YOUR INSTRUCTIONS: Please transcribe exactly the lines from the one containing "of the fishing" through the end of the records below, both included, and nothing else.
★ ★ ★
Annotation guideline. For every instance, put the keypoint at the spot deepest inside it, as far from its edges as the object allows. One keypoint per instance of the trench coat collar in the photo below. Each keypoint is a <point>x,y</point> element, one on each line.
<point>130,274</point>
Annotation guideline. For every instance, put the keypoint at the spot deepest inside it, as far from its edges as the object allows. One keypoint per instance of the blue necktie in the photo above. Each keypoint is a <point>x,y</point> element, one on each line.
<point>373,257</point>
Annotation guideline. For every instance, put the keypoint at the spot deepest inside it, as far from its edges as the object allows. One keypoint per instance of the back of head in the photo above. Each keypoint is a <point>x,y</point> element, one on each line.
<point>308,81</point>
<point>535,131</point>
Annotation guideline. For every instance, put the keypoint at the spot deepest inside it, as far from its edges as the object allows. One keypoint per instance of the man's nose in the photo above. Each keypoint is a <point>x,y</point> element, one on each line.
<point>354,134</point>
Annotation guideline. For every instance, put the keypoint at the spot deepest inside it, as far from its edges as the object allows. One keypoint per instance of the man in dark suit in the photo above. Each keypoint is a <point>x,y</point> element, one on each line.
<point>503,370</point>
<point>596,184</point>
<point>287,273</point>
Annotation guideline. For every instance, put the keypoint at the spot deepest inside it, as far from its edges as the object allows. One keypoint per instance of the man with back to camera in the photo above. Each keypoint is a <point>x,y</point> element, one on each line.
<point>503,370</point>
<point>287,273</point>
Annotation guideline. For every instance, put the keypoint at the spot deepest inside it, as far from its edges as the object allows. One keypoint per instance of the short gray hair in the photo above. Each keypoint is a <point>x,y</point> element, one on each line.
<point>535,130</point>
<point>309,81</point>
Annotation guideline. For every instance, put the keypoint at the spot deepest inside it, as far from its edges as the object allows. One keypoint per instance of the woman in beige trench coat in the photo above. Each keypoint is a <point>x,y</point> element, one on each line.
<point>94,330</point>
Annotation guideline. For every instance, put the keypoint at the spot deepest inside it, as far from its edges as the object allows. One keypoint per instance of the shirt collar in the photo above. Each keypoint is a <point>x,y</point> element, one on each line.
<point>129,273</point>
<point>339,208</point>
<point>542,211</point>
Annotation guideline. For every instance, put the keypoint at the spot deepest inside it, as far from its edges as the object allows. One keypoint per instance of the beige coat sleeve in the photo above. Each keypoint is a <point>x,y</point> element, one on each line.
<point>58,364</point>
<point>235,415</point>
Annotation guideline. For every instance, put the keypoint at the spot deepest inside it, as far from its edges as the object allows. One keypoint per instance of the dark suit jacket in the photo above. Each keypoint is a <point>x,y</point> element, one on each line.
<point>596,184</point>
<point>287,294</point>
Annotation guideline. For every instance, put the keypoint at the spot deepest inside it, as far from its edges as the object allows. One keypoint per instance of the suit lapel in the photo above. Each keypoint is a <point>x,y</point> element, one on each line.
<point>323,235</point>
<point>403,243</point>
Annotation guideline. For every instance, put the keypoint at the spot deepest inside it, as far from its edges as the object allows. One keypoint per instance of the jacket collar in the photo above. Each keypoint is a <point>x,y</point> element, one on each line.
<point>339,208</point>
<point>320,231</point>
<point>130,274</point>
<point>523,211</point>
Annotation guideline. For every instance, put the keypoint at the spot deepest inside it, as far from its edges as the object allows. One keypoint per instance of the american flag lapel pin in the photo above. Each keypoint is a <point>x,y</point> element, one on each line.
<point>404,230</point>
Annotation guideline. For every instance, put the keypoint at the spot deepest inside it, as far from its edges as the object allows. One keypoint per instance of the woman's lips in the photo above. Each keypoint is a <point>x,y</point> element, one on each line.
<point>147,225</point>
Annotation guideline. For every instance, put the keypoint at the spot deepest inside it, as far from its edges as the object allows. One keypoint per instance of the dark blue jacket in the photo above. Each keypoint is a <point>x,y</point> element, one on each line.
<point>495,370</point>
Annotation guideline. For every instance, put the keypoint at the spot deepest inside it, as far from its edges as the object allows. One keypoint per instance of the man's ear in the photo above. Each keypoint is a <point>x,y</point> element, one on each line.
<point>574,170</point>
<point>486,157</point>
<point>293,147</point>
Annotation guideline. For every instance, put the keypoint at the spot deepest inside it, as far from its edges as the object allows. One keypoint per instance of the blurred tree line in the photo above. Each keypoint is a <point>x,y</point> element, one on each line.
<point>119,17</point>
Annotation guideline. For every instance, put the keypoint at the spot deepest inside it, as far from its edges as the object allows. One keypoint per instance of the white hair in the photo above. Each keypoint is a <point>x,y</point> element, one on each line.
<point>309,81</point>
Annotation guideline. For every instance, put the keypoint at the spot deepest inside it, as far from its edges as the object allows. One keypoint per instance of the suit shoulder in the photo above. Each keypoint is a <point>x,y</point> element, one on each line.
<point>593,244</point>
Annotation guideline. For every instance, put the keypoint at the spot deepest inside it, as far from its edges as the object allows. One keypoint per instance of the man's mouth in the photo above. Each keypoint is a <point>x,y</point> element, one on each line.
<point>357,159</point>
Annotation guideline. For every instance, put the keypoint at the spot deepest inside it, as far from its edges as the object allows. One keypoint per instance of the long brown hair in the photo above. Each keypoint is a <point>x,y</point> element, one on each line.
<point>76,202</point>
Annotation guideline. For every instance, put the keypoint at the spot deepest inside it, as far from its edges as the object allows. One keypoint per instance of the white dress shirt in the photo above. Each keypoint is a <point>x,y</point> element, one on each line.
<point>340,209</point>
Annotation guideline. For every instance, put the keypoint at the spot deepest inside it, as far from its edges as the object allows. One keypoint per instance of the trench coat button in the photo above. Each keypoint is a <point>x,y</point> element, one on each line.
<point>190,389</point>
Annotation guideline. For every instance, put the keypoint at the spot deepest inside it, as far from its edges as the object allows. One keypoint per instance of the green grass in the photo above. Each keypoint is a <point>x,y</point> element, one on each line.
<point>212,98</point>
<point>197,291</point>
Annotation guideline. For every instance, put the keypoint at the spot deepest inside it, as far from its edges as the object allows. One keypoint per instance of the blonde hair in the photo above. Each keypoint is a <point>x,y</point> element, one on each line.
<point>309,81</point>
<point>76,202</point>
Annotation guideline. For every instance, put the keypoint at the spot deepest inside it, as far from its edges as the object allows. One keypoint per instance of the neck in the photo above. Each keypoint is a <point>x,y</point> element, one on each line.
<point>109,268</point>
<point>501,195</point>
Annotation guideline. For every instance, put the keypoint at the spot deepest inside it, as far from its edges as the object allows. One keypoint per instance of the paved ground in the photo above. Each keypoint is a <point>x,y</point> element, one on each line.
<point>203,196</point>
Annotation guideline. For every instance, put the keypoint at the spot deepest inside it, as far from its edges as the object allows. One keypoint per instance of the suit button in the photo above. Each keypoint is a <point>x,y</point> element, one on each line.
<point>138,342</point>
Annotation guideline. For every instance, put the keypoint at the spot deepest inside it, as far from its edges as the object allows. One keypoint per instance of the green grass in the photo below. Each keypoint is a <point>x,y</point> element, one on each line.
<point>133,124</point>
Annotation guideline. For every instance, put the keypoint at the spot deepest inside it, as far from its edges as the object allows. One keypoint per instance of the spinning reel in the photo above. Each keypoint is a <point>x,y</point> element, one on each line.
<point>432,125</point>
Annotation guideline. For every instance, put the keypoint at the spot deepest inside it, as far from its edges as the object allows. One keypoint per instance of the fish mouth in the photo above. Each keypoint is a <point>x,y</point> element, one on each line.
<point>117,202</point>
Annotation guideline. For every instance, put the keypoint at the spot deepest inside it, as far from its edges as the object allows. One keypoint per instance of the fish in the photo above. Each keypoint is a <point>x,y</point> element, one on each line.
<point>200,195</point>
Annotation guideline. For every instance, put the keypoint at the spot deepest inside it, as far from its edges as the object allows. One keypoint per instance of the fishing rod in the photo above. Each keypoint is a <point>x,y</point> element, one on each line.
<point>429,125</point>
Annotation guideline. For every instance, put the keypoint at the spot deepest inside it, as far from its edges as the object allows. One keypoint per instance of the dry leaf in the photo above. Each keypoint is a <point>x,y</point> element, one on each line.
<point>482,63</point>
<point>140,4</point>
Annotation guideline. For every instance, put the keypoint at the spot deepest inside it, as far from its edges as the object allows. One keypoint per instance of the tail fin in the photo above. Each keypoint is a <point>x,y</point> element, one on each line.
★ ★ ★
SOLUTION FOR THIS PROBLEM:
Annotation guideline. For every instance, put the keypoint at the spot deepest inside it, as far from its edges as the object allows. One keypoint per instance of the fishing rod in the photo above. Each keypoint is a <point>x,y</point> element, one on each line.
<point>429,125</point>
Annotation guideline. For every instance, put the keypoint at the spot deepest inside it, as far from its edges as the object allows. One keypoint per instance of the dry leaf in the photo above. Each keypoint is a <point>x,y</point> element, one on each line.
<point>482,63</point>
<point>140,4</point>
Annotation guideline. For every instance, put the keypoint at the spot deepest inside it, as far from its edges as the object allows. One keypoint per instance of the tail fin in the photo above. Each keypoint is a <point>x,y</point> element, one on each line.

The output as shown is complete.